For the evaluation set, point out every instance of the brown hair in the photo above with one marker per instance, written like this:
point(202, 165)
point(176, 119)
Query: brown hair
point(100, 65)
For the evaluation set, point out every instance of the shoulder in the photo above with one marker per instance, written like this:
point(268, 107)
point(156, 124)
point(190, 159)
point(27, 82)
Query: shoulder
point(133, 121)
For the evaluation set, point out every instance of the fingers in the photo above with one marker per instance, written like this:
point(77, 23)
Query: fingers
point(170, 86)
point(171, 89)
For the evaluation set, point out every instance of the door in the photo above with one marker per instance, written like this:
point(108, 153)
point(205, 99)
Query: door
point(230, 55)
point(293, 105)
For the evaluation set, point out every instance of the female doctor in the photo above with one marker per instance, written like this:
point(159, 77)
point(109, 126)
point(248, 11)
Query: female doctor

- - -

## [Stated task]
Reproduce every one of the records above line for line, changing nothing.

## [Output]
For the evaluation set, point out every instance of the brown hair in the photo above with one marker per instance, written like this:
point(202, 165)
point(176, 119)
Query: brown hair
point(100, 65)
For the evaluation set, point out every instance of the shoulder in the photo above with one marker per instance, written like this:
point(268, 107)
point(156, 124)
point(190, 159)
point(27, 82)
Query: shoulder
point(133, 121)
For the evaluation set, point out every instance of the fingers in the photo above with one marker per instance, written like this:
point(77, 23)
Query: fingers
point(170, 86)
point(171, 89)
For the evaluation set, point out every instance of the door in the photo above with one marker per instance, written like this:
point(108, 153)
point(205, 99)
Query: door
point(230, 55)
point(293, 105)
For the evaluation set, point out every instance of the female doctor in the photo above with one marker per instance, written like this:
point(159, 77)
point(109, 126)
point(248, 11)
Query: female doctor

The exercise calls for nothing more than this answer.